◆ **WHAT IS EXPECTED**: Can you convert the lines below into a Markdown table with two columns, Row and Line, numbering each one and leaving out any blank lines?

◆ **INFORMATION PROVIDED**:
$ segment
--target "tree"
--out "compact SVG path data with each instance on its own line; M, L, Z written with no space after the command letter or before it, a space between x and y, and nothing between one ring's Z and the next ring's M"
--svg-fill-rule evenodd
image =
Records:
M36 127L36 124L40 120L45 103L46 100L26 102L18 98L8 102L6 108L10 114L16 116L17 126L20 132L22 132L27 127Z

◆ **RESULT FOR THIS TASK**:
| Row | Line |
|---|---|
| 1 | $ segment |
| 2 | --target "tree" |
| 3 | --out "compact SVG path data with each instance on its own line; M, L, Z written with no space after the command letter or before it, a space between x and y, and nothing between one ring's Z and the next ring's M" |
| 4 | --svg-fill-rule evenodd |
| 5 | image = |
| 6 | Records: |
| 7 | M36 127L36 124L40 120L45 103L46 100L26 102L18 98L8 102L6 108L10 114L16 116L17 126L20 132L22 132L27 127Z |